» Stated problem
Answer these questions from the forum thread on Django migrations:
1. What are the multiple instances of the Django application running behind?
2. If applying a migration twice violates a database constraint, what happens to the other containers?
3. Before starting which server could the container command run migrations?

Is it safe to allow multiple instances of a Django application to run the same database migration at the same time?
Scenario description
This is a setup where a multiple instances of a Django application are running behind a load balancer. When an updated version of the Docker container is available, each of the old Docker images are replaced with the new version.
If new Django migrations exist, they need to be run. This leads me to the question: is it safe to allow multiple containers to run the migration (python manage.py migrate) at the same time?
I have two hypothesis about what the answer to this question might be.
Yes it is safe. Due to database level locking, the migration's can't conflict and in the end, one migration script will run while the other reports that there are no migrations to apply.
No this is not safe. The two migrations can possibly conflict with each other as they try to modify the database.
No, it's not safe to run the migration in all containers at the same time, since you might end up applying the same migration twice.
There are two possible cases:
Applying the migration twice (e.g. adding a table column) violates a database constraint, so therefore only the first container that run the migration manages to finish the migration. In this case the other containers will die, although your orchestration system probably will restart them.
Applying the migration twice doesn't violate any constraint and therefore can be applied multiple times. In this case you can end up with duplicated data.
In any case, you should try to have only one container applying migrations at the same time.
Related
What is the recommended deployment strategy for running database migrations with ECS Fargate?
I could update the container command to run migrations before starting the gunicorn server. But this can result in concurrent migrations executing at the same time if more than one instance is provisioned.
I also have to consider the fact that images are already running. If I figure out how to run migrations before the new images are up and running, I have to consider the fact that the old images are still running on old code and may potentially break or cause strange data-corruption side effects.

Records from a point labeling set
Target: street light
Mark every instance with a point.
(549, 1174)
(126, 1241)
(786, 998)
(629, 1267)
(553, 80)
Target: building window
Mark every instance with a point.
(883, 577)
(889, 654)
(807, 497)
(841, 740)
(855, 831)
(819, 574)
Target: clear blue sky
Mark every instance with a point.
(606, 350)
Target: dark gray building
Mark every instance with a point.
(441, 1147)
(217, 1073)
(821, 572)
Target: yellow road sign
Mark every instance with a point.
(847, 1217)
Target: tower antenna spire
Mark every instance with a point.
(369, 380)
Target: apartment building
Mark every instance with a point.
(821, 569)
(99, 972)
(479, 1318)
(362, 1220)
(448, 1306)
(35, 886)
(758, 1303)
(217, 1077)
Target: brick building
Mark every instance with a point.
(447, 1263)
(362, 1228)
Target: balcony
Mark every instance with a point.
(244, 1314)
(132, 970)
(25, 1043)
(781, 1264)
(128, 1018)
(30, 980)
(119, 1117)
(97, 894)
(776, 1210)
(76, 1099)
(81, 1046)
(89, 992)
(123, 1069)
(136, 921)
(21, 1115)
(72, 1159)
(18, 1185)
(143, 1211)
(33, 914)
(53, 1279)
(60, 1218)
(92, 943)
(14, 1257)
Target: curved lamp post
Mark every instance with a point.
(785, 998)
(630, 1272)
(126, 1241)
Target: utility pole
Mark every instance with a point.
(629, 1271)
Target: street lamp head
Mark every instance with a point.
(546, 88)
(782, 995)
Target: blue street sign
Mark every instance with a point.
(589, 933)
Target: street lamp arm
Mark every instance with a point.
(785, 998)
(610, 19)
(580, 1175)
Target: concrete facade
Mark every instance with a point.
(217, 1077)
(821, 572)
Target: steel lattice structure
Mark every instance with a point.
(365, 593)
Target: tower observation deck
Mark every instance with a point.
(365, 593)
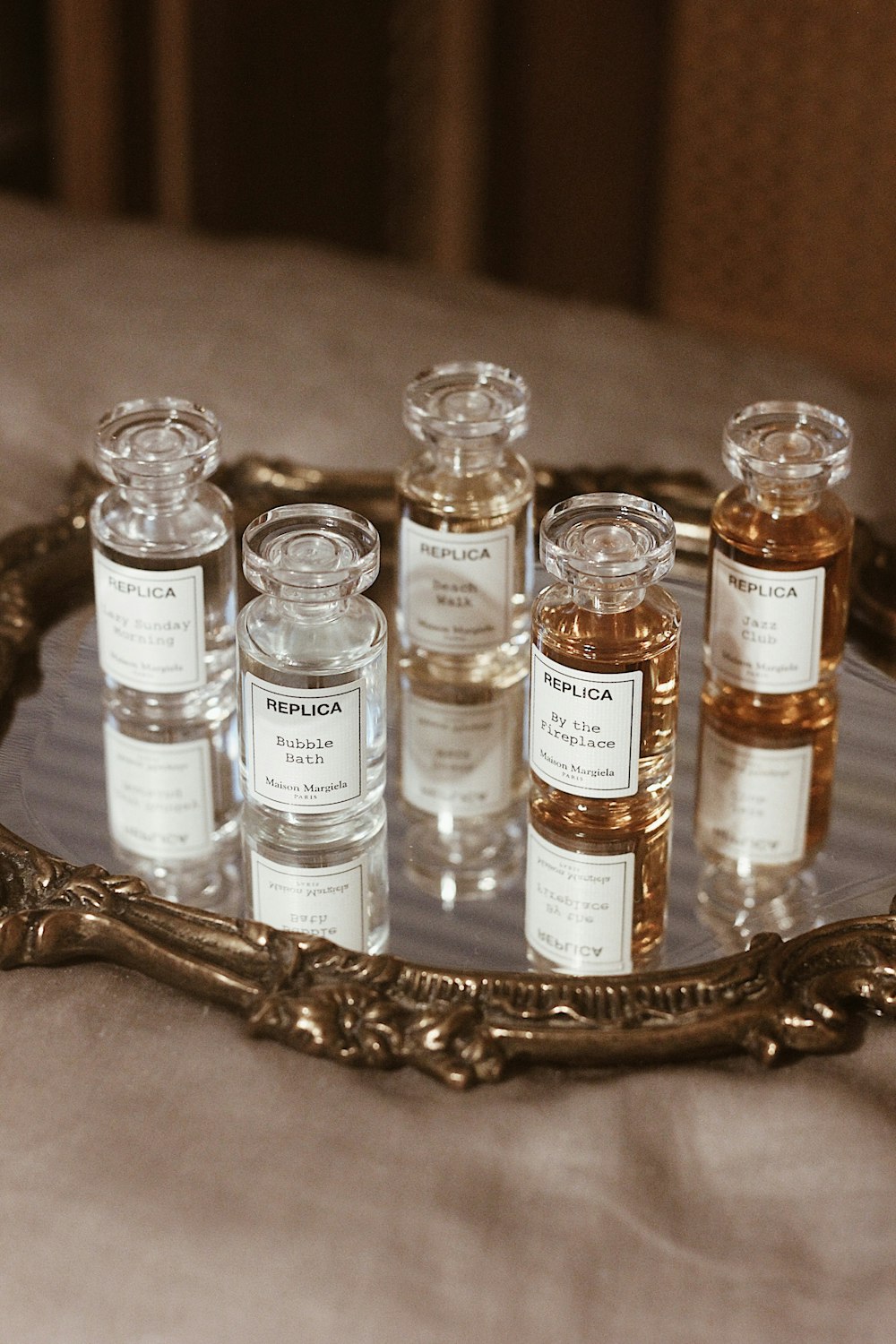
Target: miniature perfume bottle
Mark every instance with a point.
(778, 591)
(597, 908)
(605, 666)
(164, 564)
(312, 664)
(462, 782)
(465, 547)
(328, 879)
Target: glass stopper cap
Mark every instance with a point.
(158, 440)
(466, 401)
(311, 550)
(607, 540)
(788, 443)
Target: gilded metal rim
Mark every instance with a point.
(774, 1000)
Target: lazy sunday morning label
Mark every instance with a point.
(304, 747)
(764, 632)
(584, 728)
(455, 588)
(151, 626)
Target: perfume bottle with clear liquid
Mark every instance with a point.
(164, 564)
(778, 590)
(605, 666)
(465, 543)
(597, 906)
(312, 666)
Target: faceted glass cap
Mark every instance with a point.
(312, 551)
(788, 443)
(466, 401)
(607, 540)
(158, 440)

» Solution for this problem
1. A load balancer.
2. They die, although the orchestration system will probably restart them.
3. The gunicorn server.